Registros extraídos

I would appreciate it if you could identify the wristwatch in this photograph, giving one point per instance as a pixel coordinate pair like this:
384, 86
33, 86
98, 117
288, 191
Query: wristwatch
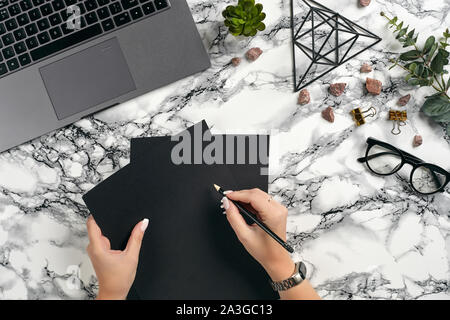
297, 278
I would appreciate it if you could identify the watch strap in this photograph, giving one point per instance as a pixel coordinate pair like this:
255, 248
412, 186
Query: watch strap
297, 278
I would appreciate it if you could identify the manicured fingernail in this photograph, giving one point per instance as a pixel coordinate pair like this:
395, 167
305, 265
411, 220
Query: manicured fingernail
144, 225
225, 202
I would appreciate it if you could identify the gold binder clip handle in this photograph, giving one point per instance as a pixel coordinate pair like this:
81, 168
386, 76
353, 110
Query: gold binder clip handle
359, 117
399, 118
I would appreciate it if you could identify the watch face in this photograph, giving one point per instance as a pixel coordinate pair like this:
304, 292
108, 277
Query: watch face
302, 270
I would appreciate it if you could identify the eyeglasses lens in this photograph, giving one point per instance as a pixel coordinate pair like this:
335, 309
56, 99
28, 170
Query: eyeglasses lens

*Problema a resolver*: Reescale os registros acima: reproduza todas as linhas de todos eles, multiplicando por 1,1 apenas as coordenadas que aparecem nas respostas e arredondando cada resultado para o número inteiro mais próximo, com as metades arredondadas para cima. Deixe as imagens de fora.

*Resposta do exercício*:
I would appreciate it if you could identify the wristwatch in this photograph, giving one point per instance as a pixel coordinate pair like this:
384, 86
33, 86
98, 117
288, 191
Query: wristwatch
327, 306
I would appreciate it if you could identify the watch strap in this photograph, giving one point per instance as a pixel coordinate pair like this:
255, 248
412, 186
Query: watch strap
327, 306
I would appreciate it if you could identify the manicured fingernail in this photograph, giving one point per instance as a pixel coordinate pair like this:
395, 167
305, 265
411, 220
Query: manicured fingernail
158, 248
248, 222
I would appreciate it if you could identify the gold binder clip handle in this photograph, giving one point per instance as a pixel coordinate pair like this:
81, 168
386, 76
353, 110
Query: gold binder clip handle
395, 129
439, 130
I would appreciate it if you could identify the watch face in this photograph, giving one point per instance as a pixel coordinate pair like this:
304, 292
108, 277
Query: watch face
332, 297
I would appreciate it if you could identify the eyeglasses lens in this photograph, giving one point per instance as a pixel coordinate pair like this:
335, 309
56, 99
28, 170
Query: eyeglasses lens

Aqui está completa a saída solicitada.